(Pointing dataset excerpts)
========================

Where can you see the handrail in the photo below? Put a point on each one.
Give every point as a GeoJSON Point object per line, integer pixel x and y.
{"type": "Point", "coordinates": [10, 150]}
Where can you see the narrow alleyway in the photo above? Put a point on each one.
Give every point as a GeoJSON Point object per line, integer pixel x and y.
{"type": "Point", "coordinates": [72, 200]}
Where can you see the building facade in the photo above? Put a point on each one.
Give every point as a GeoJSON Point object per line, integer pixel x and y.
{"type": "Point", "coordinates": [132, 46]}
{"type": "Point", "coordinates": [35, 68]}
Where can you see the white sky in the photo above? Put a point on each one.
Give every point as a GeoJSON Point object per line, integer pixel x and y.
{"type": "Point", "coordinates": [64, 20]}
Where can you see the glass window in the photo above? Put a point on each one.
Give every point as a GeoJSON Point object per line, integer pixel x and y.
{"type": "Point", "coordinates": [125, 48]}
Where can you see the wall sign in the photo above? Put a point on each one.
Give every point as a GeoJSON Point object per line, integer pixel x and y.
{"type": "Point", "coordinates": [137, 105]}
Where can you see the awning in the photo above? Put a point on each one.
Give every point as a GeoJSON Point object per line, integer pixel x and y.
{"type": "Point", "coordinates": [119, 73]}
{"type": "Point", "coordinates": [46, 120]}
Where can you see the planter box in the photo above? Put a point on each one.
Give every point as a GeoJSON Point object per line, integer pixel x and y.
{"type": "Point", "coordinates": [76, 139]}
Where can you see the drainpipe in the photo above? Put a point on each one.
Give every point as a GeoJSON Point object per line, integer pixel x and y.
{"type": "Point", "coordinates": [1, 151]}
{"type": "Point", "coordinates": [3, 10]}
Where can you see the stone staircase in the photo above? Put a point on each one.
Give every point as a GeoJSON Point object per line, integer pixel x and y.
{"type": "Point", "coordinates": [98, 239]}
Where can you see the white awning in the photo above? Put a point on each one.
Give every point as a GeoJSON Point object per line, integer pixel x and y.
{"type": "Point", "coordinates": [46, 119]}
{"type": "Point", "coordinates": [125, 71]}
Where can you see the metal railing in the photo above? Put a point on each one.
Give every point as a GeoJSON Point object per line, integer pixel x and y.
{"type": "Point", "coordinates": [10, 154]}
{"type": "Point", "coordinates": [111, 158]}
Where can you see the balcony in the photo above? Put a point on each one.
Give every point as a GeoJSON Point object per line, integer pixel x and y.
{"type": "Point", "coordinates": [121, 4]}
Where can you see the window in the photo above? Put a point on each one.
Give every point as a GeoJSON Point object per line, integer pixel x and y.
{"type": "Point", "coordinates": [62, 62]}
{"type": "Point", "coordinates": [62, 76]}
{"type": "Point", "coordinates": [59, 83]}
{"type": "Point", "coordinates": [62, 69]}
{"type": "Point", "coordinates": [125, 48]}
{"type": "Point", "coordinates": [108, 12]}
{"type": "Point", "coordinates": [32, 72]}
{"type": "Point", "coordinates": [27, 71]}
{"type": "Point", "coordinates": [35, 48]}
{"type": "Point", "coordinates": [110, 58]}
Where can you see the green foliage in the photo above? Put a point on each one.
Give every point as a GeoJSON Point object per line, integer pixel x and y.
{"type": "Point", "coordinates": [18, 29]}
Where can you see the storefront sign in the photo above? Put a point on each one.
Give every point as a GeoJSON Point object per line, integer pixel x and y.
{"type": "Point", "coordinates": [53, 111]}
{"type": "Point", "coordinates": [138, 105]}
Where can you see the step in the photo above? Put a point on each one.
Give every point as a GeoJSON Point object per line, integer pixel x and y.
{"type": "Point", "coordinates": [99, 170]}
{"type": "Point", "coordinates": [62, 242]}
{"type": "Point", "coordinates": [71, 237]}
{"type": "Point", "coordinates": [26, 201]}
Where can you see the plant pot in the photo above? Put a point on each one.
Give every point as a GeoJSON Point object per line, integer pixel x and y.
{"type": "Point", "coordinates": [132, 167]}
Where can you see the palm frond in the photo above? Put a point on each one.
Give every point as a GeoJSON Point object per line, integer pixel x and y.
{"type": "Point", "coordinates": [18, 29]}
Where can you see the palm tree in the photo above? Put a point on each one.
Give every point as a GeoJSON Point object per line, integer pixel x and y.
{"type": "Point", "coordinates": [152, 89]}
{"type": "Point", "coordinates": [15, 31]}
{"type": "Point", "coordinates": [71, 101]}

========================

▸ GIVEN TASK:
Give a word-for-word copy of the records.

▸ EXPECTED OUTPUT:
Where can you see the handrail in the photo below? Put a point on each one.
Give every point as a GeoJSON Point object per line, integer pixel x and y.
{"type": "Point", "coordinates": [10, 150]}
Where can you see the narrow alleyway in the photo above? Put a point on each one.
Give every point as a GeoJSON Point object per line, integer pixel x and y.
{"type": "Point", "coordinates": [72, 200]}
Where can you see the building facade in the photo above? Put a point on each one.
Give every point as a GeoJSON Point object per line, integer pixel x and y.
{"type": "Point", "coordinates": [132, 46]}
{"type": "Point", "coordinates": [35, 68]}
Where can you see the white sky in the photo above? Put a point on each one.
Give every point as a GeoJSON Point object per line, integer pixel x and y.
{"type": "Point", "coordinates": [64, 20]}
Where can you see the glass window in the photo above? Put a point on each one.
Give every point as a GeoJSON Point object per line, integer pixel x and y.
{"type": "Point", "coordinates": [125, 48]}
Where can you see the wall sign in the photo above? Put a point on each one.
Give every point as a GeoJSON Point object per line, integer pixel x and y.
{"type": "Point", "coordinates": [137, 105]}
Where can you see the awning in the photo above? Put a point on each one.
Give every point as a GeoJSON Point object per line, integer pixel x and y.
{"type": "Point", "coordinates": [119, 73]}
{"type": "Point", "coordinates": [46, 120]}
Where can you see the planter box in the photo above? Put a point on each one.
Give every point as a GeoJSON Point object per line, integer pixel x and y.
{"type": "Point", "coordinates": [76, 139]}
Where can you see the drainpipe in the photo above? Put a point on each one.
Give every point as a GeoJSON Point object per line, integer pixel x and y.
{"type": "Point", "coordinates": [1, 151]}
{"type": "Point", "coordinates": [3, 10]}
Where can you see the stone staircase in the photo above? Put a point on each one.
Give every point as a GeoJSON Point object per line, integer pixel x and y.
{"type": "Point", "coordinates": [98, 239]}
Where can you see the white awning in the photo above? Put a point on each one.
Give every point as a GeoJSON Point object per line, integer pixel x and y.
{"type": "Point", "coordinates": [46, 119]}
{"type": "Point", "coordinates": [125, 71]}
Where can you see the metal railing in the photo above? Put a point on each one.
Give every point as a GeoJSON Point object per line, integer pixel x and y.
{"type": "Point", "coordinates": [10, 154]}
{"type": "Point", "coordinates": [111, 158]}
Where can you see the balcony in the photo above? Put a point on each one.
Give every point as a GeoJSON Point object per line, integer pixel x and y.
{"type": "Point", "coordinates": [121, 4]}
Where can you see the window in the photo above? Put a point on each one.
Give every point as a GeoJSON Point object per line, integer pixel x and y.
{"type": "Point", "coordinates": [62, 62]}
{"type": "Point", "coordinates": [62, 76]}
{"type": "Point", "coordinates": [59, 83]}
{"type": "Point", "coordinates": [62, 69]}
{"type": "Point", "coordinates": [125, 48]}
{"type": "Point", "coordinates": [108, 12]}
{"type": "Point", "coordinates": [32, 72]}
{"type": "Point", "coordinates": [27, 71]}
{"type": "Point", "coordinates": [35, 48]}
{"type": "Point", "coordinates": [110, 58]}
Where can you see the green foliage in the photo above? Put a point on each one.
Give every point as a GeoJSON Point object per line, integer pixel x and y.
{"type": "Point", "coordinates": [18, 29]}
Where can you see the storefront sign in the photo above? Put a point on each one.
Give every point as a GeoJSON Point object per line, integer pixel x and y.
{"type": "Point", "coordinates": [53, 111]}
{"type": "Point", "coordinates": [138, 105]}
Where can you see the step in the photo above? Put a point on each one.
Give every point as a GeoJSON Point object per line, integer pixel x and y.
{"type": "Point", "coordinates": [99, 170]}
{"type": "Point", "coordinates": [62, 242]}
{"type": "Point", "coordinates": [71, 237]}
{"type": "Point", "coordinates": [26, 201]}
Where can you see the plant pot in the photo above? Put a point on each one.
Give every point as a GeoJSON Point object per line, integer pixel x and y.
{"type": "Point", "coordinates": [132, 167]}
Where can you see the palm frond in the photo above? Put a point on each one.
Give every point as a GeoJSON Point object per line, integer pixel x and y.
{"type": "Point", "coordinates": [18, 29]}
Where can you see the palm tree in the photo above? Put a point on each one.
Give every point as a GeoJSON Point object per line, integer pixel x and y.
{"type": "Point", "coordinates": [152, 89]}
{"type": "Point", "coordinates": [15, 31]}
{"type": "Point", "coordinates": [71, 101]}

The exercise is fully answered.